PROBLEM TO SOLVE. The response should consist of every line below, restated exactly, with no pictures.

(Dataset items)
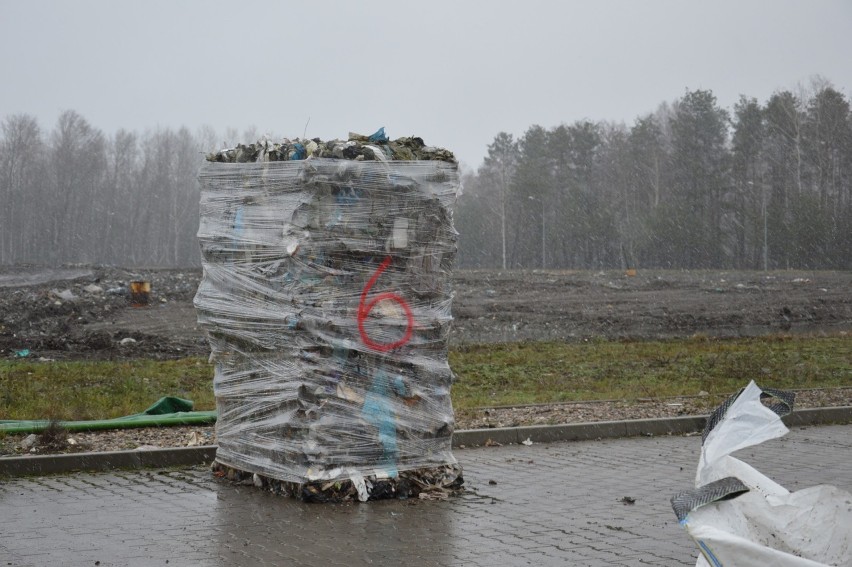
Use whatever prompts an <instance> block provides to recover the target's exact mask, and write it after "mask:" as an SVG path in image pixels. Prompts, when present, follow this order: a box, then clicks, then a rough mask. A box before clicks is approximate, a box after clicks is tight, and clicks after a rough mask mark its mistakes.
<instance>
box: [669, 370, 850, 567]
mask: <svg viewBox="0 0 852 567" xmlns="http://www.w3.org/2000/svg"><path fill="white" fill-rule="evenodd" d="M762 398H764V399H765V398H773V401H776V402H777V403H775V404H773V405H771V406H767V405H764V403H763V402H762V401H761V399H762ZM792 406H793V396H792V394H789V393H786V392H777V391H773V390H762V389H761V388H760V387H758V386H757V385H756V384H755V383H754V382H751V383H750V384H749V385H748V386H747V387H746V388H745V389H744V390H743V391H742V392H740V394H738V395H737V396H734V397H732V398H731V399H730V400H729V401H728V402H726V403H725V404H723V405H722V406H721V407H720V408H719V409H718V410H716V412H714V414H713V415H712V416H711V418H710V419H709V420H708V423H707V428H706V429H705V433H704V441H703V445H702V447H701V457H700V459H699V464H698V471H697V473H696V483H695V484H696V489H695V490H688V491H684V492H681V493H679V494H677V495H675V496H674V497H673V498H672V507H673V508H674V510H675V514H676V515H677V516H678V520H679V521H680V523H681V525H682V526H683V527H684V528H685V529H686V531H687V533H688V534H689V535H690V537H692V539H693V540H694V541H695V542H696V544H697V545H698V547H699V550H700V551H701V555H700V556H699V557H698V561H697V563H696V566H697V567H705V566H713V567H729V566H737V567H740V566H761V567H762V566H770V565H771V566H779V567H808V566H811V567H813V566H817V565H835V566H837V565H841V566H852V547H851V546H852V494H849V493H848V492H846V491H843V490H840V489H838V488H836V487H834V486H828V485H821V486H814V487H810V488H806V489H803V490H799V491H796V492H789V491H788V490H787V489H785V488H784V487H782V486H781V485H779V484H777V483H776V482H774V481H772V480H771V479H769V478H768V477H766V476H765V475H763V474H762V473H760V472H759V471H757V470H756V469H754V468H753V467H751V466H750V465H748V464H746V463H744V462H743V461H740V460H739V459H737V458H735V457H733V456H731V455H732V453H734V452H735V451H738V450H740V449H744V448H746V447H752V446H754V445H758V444H760V443H763V442H764V441H768V440H770V439H776V438H778V437H782V436H784V435H785V434H786V433H787V432H788V429H787V427H786V426H785V425H784V423H783V422H782V421H781V417H782V416H783V415H785V414H786V413H789V412H790V411H792Z"/></svg>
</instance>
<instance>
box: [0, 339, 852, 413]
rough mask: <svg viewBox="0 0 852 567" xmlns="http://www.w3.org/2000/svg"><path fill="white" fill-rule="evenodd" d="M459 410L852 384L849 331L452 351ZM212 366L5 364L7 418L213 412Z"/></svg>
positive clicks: (3, 399)
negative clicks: (165, 398)
mask: <svg viewBox="0 0 852 567" xmlns="http://www.w3.org/2000/svg"><path fill="white" fill-rule="evenodd" d="M450 365H451V367H452V368H453V371H454V372H455V374H456V376H457V381H456V383H455V384H454V386H453V392H452V395H453V404H454V407H455V408H456V410H457V411H464V410H467V409H471V408H475V407H486V406H500V405H516V404H531V403H550V402H565V401H590V400H601V399H625V400H635V399H639V398H660V397H668V396H681V395H696V394H698V393H699V392H702V391H704V392H707V393H709V394H711V395H718V394H725V393H730V392H734V391H737V390H738V389H739V388H741V387H743V386H745V385H746V384H747V383H748V381H749V380H752V379H753V380H755V381H756V382H757V383H758V384H760V385H761V386H765V387H774V388H787V389H791V388H793V389H797V388H835V387H842V386H846V387H848V386H852V337H850V336H842V335H838V336H830V337H791V336H772V337H761V338H747V339H724V340H721V339H709V338H691V339H684V340H673V341H648V342H616V341H590V342H584V343H579V344H576V343H513V344H502V345H479V346H468V347H464V348H460V349H455V350H453V351H451V352H450ZM212 377H213V367H212V365H210V364H208V363H207V362H206V361H204V360H202V359H199V358H186V359H182V360H170V361H154V360H134V361H120V362H100V361H99V362H38V361H29V360H4V361H0V418H2V419H55V420H83V419H110V418H115V417H120V416H123V415H129V414H133V413H136V412H139V411H141V410H142V409H144V408H146V407H148V406H149V405H150V404H151V403H153V402H155V401H156V400H157V399H158V398H160V397H161V396H166V395H169V396H178V397H181V398H187V399H191V400H193V401H194V402H195V409H196V410H212V409H215V400H214V398H213V391H212Z"/></svg>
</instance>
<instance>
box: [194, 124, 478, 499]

RESPONSE TO THE EXERCISE.
Use whatever prompts an <instance> block provides to recover the target's exact mask, and write it after "mask:" as an SVG path in image pixels. Prompts, when present, follow this order: a box, then clicks, then a rough mask. A box before clicks is approximate, a box after clicks is tight, and clicks after a rough mask mark its mistakes.
<instance>
box: [669, 370, 850, 567]
mask: <svg viewBox="0 0 852 567" xmlns="http://www.w3.org/2000/svg"><path fill="white" fill-rule="evenodd" d="M762 398H764V399H765V398H773V401H776V402H777V403H775V404H773V405H771V406H767V405H764V403H763V402H762V401H761V399H762ZM792 406H793V396H792V394H789V393H786V392H777V391H773V390H762V389H761V388H760V387H758V386H757V385H756V384H755V383H754V382H751V383H750V384H749V385H748V386H747V387H746V388H745V389H744V390H743V391H742V392H740V394H738V395H737V396H734V397H732V398H731V399H730V400H729V401H728V402H726V403H725V404H723V405H722V406H721V407H720V408H719V409H718V410H716V412H714V414H713V415H712V416H711V418H710V419H709V420H708V423H707V428H706V429H705V433H704V441H703V445H702V447H701V457H700V459H699V464H698V471H697V473H696V483H695V484H696V489H695V490H688V491H684V492H681V493H679V494H677V495H675V496H674V497H673V498H672V507H673V508H674V510H675V514H676V515H677V516H678V520H679V521H680V523H681V525H682V526H683V527H684V528H685V529H686V531H687V533H688V534H689V535H690V537H692V539H693V540H694V541H695V542H696V544H697V545H698V547H699V550H700V551H701V555H700V556H699V557H698V561H697V563H696V566H697V567H705V566H713V567H729V566H737V567H740V566H761V567H762V566H770V565H771V566H779V567H808V566H811V567H813V566H817V565H835V566H837V565H841V566H852V547H851V546H852V494H849V493H848V492H846V491H843V490H840V489H838V488H836V487H834V486H828V485H821V486H814V487H810V488H806V489H803V490H799V491H796V492H789V491H788V490H787V489H785V488H784V487H782V486H781V485H779V484H777V483H776V482H774V481H772V480H771V479H769V478H768V477H766V476H765V475H763V474H762V473H760V472H759V471H757V470H756V469H754V468H753V467H751V466H750V465H748V464H746V463H744V462H743V461H740V460H739V459H737V458H735V457H733V456H731V455H732V453H734V452H735V451H738V450H740V449H744V448H746V447H752V446H754V445H758V444H760V443H763V442H764V441H768V440H770V439H776V438H778V437H782V436H784V435H785V434H786V433H787V432H788V429H787V427H786V426H785V425H784V423H783V422H782V421H781V417H782V416H783V415H785V414H786V413H789V412H790V411H792Z"/></svg>
</instance>
<instance>
box: [0, 339, 852, 413]
rough mask: <svg viewBox="0 0 852 567" xmlns="http://www.w3.org/2000/svg"><path fill="white" fill-rule="evenodd" d="M459 410L852 384L849 331L452 351ZM212 366L5 364L7 418L213 412Z"/></svg>
positive clicks: (3, 399)
negative clicks: (165, 398)
mask: <svg viewBox="0 0 852 567" xmlns="http://www.w3.org/2000/svg"><path fill="white" fill-rule="evenodd" d="M450 365H451V367H452V368H453V371H454V372H455V374H456V376H457V381H456V383H455V384H454V386H453V392H452V395H453V404H454V407H455V408H456V410H457V411H464V410H467V409H471V408H475V407H486V406H500V405H516V404H531V403H550V402H565V401H590V400H601V399H625V400H635V399H639V398H660V397H668V396H681V395H696V394H698V393H699V392H702V391H704V392H707V393H709V394H711V395H718V394H725V393H730V392H734V391H737V390H738V389H739V388H741V387H743V386H745V385H746V384H747V383H748V381H749V380H752V379H753V380H755V381H756V382H757V383H758V384H760V385H761V386H765V387H774V388H787V389H791V388H793V389H797V388H835V387H842V386H846V387H848V386H852V337H850V336H842V335H838V336H830V337H791V336H772V337H761V338H747V339H724V340H721V339H709V338H691V339H684V340H673V341H648V342H616V341H590V342H584V343H579V344H576V343H513V344H502V345H479V346H468V347H464V348H460V349H455V350H453V351H451V352H450ZM212 377H213V367H212V365H210V364H208V363H207V362H206V361H204V360H202V359H199V358H186V359H182V360H170V361H154V360H134V361H120V362H100V361H99V362H38V361H29V360H4V361H0V418H2V419H55V420H83V419H110V418H115V417H120V416H123V415H129V414H133V413H136V412H139V411H141V410H142V409H144V408H146V407H148V406H149V405H150V404H151V403H153V402H155V401H156V400H157V399H158V398H160V397H161V396H166V395H169V396H178V397H181V398H187V399H191V400H193V401H194V402H195V409H196V410H212V409H215V400H214V398H213V391H212Z"/></svg>
</instance>
<instance>
box: [194, 124, 478, 499]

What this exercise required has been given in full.